• **RECORDS FOR THE EXERCISE**
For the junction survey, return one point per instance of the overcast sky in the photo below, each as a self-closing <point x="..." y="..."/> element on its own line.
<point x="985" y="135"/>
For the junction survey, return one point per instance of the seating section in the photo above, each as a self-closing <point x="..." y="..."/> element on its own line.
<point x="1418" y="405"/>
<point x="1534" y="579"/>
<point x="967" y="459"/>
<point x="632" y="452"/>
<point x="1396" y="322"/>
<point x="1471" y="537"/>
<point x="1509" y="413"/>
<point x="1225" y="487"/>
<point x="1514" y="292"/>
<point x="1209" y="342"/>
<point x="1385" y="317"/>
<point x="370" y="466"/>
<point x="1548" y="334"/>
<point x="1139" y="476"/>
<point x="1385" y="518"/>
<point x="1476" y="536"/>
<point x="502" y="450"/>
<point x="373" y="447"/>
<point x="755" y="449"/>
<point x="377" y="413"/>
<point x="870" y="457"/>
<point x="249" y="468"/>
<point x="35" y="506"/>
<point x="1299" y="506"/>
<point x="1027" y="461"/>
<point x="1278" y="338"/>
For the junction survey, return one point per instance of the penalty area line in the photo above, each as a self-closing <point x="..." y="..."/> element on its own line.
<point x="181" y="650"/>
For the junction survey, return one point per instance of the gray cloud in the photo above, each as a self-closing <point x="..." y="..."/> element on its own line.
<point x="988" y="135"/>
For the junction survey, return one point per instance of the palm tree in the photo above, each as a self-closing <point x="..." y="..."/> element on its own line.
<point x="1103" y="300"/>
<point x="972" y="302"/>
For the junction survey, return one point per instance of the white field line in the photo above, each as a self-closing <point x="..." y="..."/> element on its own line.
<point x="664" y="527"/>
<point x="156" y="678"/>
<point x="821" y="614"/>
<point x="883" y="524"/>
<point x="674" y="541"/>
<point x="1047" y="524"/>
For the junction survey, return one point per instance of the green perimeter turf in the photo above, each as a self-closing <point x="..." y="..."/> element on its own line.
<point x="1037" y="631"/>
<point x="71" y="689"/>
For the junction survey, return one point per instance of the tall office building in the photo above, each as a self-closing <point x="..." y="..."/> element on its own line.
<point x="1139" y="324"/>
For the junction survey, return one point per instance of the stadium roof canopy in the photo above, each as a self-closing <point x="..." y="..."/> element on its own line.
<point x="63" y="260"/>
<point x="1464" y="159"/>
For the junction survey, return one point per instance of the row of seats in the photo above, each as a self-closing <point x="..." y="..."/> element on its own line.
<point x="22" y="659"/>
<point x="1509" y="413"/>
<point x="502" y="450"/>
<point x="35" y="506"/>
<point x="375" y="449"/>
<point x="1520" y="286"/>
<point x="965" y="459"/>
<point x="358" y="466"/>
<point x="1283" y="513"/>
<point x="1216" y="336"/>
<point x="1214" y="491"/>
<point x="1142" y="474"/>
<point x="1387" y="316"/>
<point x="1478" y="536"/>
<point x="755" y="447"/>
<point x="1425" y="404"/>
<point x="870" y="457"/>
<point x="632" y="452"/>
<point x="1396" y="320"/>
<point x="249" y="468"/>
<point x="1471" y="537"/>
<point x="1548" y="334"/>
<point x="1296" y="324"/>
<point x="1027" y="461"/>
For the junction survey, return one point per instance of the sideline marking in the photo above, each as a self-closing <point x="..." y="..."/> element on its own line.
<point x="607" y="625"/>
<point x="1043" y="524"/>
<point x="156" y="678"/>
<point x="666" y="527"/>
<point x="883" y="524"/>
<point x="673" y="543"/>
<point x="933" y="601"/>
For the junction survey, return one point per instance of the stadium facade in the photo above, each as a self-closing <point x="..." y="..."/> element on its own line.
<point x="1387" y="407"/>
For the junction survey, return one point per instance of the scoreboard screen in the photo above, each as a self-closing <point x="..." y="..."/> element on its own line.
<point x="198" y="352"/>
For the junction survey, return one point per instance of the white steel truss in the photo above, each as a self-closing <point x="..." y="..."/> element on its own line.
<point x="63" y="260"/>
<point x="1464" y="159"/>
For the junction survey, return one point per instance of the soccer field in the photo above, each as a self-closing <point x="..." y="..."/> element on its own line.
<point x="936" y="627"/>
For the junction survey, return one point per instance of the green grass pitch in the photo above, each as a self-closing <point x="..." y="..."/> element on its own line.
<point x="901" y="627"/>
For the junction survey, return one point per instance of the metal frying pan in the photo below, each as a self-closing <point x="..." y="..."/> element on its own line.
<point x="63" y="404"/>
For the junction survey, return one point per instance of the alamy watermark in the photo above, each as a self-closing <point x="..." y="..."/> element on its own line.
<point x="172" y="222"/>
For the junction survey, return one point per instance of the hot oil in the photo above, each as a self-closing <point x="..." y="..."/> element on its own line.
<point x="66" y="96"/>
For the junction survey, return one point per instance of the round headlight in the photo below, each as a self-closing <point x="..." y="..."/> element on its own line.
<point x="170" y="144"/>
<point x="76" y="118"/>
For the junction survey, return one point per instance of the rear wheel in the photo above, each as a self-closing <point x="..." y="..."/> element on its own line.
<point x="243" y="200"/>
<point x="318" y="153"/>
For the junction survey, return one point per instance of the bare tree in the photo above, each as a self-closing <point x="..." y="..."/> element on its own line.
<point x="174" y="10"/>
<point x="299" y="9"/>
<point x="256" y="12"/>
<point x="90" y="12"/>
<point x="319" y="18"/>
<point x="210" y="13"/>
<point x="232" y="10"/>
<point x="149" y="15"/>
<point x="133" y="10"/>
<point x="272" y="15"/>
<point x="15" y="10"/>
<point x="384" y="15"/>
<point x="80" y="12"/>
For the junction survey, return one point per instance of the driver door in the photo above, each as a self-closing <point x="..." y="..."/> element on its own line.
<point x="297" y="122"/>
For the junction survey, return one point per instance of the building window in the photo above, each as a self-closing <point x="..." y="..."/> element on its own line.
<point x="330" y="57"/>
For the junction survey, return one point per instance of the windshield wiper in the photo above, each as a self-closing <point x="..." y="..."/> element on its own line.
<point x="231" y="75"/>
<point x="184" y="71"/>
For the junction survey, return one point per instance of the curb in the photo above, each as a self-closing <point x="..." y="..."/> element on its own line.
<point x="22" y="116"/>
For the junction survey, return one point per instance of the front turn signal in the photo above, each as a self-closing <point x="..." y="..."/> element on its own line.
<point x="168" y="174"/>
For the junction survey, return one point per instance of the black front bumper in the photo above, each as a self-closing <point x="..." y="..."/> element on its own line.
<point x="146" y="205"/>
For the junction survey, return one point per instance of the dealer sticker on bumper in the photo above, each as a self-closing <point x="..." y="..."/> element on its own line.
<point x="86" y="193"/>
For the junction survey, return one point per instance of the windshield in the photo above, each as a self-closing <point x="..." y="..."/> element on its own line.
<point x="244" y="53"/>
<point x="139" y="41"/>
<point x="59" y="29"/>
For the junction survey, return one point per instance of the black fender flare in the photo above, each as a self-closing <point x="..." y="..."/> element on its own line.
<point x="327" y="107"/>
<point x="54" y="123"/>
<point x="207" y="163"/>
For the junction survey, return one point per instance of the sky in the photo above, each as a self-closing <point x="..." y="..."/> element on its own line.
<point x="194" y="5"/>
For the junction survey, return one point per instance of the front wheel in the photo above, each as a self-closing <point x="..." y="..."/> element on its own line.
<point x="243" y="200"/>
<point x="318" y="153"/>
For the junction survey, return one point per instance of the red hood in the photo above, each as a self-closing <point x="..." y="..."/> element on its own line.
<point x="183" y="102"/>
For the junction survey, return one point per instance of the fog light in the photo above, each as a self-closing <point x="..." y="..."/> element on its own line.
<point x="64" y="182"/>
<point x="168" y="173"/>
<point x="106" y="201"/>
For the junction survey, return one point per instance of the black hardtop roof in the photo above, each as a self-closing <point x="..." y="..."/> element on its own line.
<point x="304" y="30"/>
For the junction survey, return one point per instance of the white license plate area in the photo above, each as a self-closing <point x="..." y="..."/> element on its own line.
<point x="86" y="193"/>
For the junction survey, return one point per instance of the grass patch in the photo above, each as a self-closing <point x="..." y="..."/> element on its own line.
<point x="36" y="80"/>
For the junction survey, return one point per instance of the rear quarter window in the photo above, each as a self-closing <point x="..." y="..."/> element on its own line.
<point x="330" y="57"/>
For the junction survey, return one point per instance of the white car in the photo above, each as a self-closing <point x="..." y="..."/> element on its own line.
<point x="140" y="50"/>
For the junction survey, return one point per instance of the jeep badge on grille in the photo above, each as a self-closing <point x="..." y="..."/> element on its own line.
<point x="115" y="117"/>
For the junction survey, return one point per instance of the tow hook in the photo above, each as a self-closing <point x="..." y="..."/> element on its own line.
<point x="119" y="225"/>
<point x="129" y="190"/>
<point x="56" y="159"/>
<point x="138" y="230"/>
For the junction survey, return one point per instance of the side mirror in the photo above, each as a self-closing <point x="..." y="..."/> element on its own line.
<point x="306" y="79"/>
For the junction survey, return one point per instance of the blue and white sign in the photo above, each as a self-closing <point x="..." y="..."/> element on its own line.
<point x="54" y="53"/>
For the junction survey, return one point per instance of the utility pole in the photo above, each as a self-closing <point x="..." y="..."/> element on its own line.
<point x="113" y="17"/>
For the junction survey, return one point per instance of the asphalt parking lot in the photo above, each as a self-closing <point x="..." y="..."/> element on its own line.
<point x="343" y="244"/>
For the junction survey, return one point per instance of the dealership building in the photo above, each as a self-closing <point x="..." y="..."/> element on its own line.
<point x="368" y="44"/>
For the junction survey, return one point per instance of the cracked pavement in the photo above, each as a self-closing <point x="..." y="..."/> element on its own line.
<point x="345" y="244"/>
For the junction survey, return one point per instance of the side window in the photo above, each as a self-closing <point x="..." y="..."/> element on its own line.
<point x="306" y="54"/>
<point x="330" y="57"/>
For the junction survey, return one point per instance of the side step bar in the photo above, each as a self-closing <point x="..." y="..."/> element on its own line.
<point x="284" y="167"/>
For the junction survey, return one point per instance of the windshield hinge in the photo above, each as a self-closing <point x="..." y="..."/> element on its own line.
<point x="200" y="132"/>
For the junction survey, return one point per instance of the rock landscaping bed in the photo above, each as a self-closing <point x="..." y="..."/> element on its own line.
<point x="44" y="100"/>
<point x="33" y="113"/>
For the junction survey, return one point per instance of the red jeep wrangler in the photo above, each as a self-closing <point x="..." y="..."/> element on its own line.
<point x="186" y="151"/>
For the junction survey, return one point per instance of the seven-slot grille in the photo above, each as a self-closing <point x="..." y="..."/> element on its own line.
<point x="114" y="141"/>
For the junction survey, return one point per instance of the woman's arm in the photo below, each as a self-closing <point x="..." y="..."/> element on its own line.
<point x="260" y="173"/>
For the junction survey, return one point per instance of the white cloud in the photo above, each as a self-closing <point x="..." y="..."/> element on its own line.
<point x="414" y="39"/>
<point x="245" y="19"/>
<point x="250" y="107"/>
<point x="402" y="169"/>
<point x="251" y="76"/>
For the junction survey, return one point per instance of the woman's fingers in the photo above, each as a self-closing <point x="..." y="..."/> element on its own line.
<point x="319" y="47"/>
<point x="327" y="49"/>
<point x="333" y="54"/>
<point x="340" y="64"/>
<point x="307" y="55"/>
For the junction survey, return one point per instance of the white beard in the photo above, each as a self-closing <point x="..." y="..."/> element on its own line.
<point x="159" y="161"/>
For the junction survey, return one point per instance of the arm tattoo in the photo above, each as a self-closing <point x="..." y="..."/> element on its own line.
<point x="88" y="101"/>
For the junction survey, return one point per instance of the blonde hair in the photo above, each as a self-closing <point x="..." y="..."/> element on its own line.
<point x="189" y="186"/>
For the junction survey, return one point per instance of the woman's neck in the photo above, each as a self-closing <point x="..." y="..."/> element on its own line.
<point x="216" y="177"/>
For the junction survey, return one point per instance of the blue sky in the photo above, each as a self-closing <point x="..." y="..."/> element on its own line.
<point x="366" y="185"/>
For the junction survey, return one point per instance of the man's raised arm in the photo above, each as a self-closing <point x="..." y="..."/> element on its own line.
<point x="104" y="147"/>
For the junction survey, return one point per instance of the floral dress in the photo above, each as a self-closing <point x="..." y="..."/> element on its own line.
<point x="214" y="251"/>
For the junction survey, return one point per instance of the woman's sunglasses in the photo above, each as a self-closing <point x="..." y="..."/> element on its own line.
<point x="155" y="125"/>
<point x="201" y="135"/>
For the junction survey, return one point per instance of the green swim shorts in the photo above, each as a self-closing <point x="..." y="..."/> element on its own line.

• **TASK DESCRIPTION**
Pull out every line from the one with "the woman's neck" to the end of the listing, and output only those.

• **OUTPUT**
For the junction survey, return one point per instance of the woman's neck in the photo above, each as a self-closing <point x="..." y="..."/> element on its own line.
<point x="216" y="177"/>
For the junction survey, return one point per instance of the blue sky in the photo above, each as a self-closing <point x="..." y="..."/> element on its own line.
<point x="366" y="185"/>
For the junction survey, return one point per instance of the man's raised arm in the photo above, each as a self-closing <point x="..." y="..."/> element on its own line.
<point x="104" y="147"/>
For the junction survey, return one point per instance of the floral dress in the photo above, each as a self-closing <point x="..." y="..."/> element on its own line.
<point x="214" y="251"/>
For the junction survey, return one point per instance of the woman's sunglasses in the photo above, each as a self-closing <point x="..." y="..."/> element on its own line.
<point x="155" y="125"/>
<point x="201" y="135"/>
For the junction survey, return one point per instance of the green swim shorts in the photo above, each as a self-closing <point x="..." y="..."/> element on its own line.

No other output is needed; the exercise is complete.